• [TASK INSTRUCTIONS]:
Copy out every one of the records below word for word, leaving out the pictures.

(Location annotation dataset excerpts)
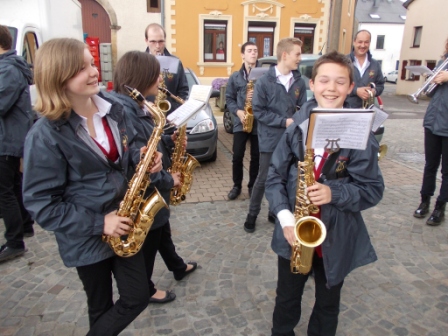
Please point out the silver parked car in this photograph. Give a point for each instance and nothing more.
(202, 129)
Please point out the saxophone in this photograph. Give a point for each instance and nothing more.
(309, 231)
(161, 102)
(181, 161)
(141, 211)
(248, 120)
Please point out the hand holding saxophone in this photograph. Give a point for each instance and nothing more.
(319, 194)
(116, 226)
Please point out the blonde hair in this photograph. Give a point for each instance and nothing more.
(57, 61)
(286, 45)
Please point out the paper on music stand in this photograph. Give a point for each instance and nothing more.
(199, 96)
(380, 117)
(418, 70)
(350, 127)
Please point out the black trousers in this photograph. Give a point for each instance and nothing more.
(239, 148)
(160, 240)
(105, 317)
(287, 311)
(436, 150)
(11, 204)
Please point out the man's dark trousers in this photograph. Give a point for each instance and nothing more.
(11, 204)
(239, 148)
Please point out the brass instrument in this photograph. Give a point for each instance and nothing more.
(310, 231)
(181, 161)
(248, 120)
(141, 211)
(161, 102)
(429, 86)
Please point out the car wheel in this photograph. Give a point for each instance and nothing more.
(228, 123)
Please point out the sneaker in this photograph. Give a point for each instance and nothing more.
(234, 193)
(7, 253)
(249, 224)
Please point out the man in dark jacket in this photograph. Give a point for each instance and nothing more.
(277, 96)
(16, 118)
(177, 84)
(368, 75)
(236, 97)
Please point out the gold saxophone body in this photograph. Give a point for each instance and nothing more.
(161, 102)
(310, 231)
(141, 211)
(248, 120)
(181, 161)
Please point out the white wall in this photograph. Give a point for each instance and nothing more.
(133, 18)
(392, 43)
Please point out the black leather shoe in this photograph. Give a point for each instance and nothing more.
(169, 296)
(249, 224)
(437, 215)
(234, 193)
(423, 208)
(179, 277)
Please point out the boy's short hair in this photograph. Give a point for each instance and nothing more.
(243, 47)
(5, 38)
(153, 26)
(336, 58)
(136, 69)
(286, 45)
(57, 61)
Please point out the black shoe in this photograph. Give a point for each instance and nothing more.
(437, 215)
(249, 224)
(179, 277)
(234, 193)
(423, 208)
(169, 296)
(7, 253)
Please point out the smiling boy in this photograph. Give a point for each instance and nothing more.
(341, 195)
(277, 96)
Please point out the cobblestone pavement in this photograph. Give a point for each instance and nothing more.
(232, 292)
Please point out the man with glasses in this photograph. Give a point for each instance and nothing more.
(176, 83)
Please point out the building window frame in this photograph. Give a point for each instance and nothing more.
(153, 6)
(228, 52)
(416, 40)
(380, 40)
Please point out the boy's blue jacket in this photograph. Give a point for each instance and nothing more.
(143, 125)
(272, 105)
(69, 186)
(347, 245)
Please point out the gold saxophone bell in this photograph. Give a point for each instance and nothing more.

• [SOLUTION TO THE EXERCISE]:
Please point out the silver parked car in this photograph. Give a point for each instance and nothing more.
(202, 129)
Please point out the saxophone in this photograph. Give a point for each instance and nothing more.
(309, 231)
(161, 102)
(181, 161)
(141, 211)
(248, 120)
Please point out the hand holding saxophone in this photograph. Give a point for each instance and nothing more.
(319, 194)
(116, 226)
Please point out the blonde hair in this photograph. Give a point for each instance and nothing more.
(57, 61)
(286, 45)
Please point out the paper on music stand in this photograph. Give a point for each instance and nothing more.
(199, 96)
(380, 117)
(418, 70)
(350, 127)
Please point out the black trousers in this photograph. Give a point for each instance and nothing more.
(239, 148)
(160, 240)
(105, 317)
(287, 311)
(436, 150)
(11, 204)
Please point out the man's dark trousers in this photograph. Give a point for each instance and nothing more.
(11, 204)
(239, 148)
Please point out the brass instrument in this photograph. Give a point for each instance and nothing more.
(310, 231)
(181, 161)
(248, 120)
(141, 211)
(161, 102)
(429, 86)
Please point out the car wheel in this photograph. Give a point for each instance and nothing more.
(228, 123)
Please point out the sneaker in this photograph. Give a point for each instance and nothing more.
(234, 193)
(7, 253)
(249, 224)
Please point out the man in dark jacket in this photograph. Give a point for each instance and nothing more.
(277, 96)
(16, 118)
(177, 84)
(368, 75)
(236, 97)
Please point out the gold saxophone body in this photograph. Give a point for each instance and nothing more.
(161, 102)
(310, 231)
(141, 211)
(248, 120)
(181, 161)
Please point out the white wall in this photograph. Give a point for each instance and nothing more.
(133, 18)
(392, 43)
Please point out the black leather shoe in this photograph. Give a point for each instance and nothing more.
(169, 296)
(249, 224)
(437, 215)
(234, 193)
(423, 208)
(179, 277)
Please point out the boy's short hair in this photograph. Give a point for each instance and nothing more.
(243, 47)
(5, 38)
(153, 26)
(336, 58)
(136, 69)
(286, 45)
(57, 61)
Please point out the black shoe in this photograph. Give a point for each instance and nothing more.
(437, 215)
(249, 224)
(179, 277)
(234, 193)
(423, 208)
(169, 296)
(7, 253)
Please point out the smiling boy in this photograph. Give a point for each instance and nothing more.
(341, 195)
(277, 96)
Please point out the cobblestone pavement in this photograph. Give a point for each instance and nothing more.
(232, 292)
Please point out the man with glasses in this photograph. Give a point for each instance and nothing more.
(176, 83)
Please point out the building window frame in this photograph. Give a point for each instance and nothing more.
(153, 6)
(228, 52)
(416, 40)
(380, 40)
Please point out the boy's blue jacket in this photograph. Give a point for each instance and nothing more.
(143, 125)
(272, 105)
(69, 186)
(347, 245)
Please point out the gold saxophone bell in this photograph. Give a point for each instance and nothing more.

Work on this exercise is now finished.